Assigned task: Below are lines of data; count those that contain "goalie" and give the total alone.

Extracted records:
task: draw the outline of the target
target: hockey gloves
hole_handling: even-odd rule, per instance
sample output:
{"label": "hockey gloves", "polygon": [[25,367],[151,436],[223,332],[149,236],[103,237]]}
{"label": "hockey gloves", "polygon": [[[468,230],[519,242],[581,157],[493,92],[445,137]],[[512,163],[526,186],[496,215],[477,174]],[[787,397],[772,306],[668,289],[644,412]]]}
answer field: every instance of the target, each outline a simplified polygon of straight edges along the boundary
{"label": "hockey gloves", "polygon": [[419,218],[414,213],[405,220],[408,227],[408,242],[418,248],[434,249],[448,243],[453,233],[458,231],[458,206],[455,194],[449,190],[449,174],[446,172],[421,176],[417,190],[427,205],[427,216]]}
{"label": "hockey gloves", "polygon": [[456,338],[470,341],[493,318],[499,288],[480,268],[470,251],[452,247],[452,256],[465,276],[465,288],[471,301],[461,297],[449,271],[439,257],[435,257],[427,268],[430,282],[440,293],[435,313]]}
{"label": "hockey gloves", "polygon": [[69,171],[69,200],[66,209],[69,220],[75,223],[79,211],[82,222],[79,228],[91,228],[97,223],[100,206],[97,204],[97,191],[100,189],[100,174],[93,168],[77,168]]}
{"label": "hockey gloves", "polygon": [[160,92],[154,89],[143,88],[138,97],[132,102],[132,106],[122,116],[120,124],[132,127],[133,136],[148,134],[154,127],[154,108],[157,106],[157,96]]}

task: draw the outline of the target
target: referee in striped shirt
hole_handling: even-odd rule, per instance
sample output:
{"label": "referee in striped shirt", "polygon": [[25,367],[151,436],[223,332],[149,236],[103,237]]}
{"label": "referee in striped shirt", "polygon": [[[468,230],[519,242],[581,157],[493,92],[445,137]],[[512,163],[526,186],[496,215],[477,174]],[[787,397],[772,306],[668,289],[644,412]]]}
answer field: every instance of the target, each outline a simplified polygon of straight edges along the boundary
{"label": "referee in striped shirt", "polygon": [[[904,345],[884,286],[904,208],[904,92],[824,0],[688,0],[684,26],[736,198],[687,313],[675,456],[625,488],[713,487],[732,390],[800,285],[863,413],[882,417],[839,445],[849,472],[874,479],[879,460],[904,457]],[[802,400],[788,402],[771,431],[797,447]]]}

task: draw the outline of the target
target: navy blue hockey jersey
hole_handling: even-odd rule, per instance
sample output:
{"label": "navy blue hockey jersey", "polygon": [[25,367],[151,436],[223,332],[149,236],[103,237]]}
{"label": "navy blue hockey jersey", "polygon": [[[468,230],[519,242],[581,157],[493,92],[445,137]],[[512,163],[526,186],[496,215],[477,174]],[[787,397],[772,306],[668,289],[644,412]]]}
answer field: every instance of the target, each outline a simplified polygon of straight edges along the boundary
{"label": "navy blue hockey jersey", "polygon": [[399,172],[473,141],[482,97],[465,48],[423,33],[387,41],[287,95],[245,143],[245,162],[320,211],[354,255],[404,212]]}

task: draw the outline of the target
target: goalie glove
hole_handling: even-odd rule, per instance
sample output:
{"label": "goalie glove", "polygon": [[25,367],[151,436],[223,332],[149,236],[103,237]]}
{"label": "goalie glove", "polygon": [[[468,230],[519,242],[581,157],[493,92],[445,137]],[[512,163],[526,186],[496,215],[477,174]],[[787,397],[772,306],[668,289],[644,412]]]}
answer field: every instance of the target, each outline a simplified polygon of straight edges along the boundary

Exercise output: 3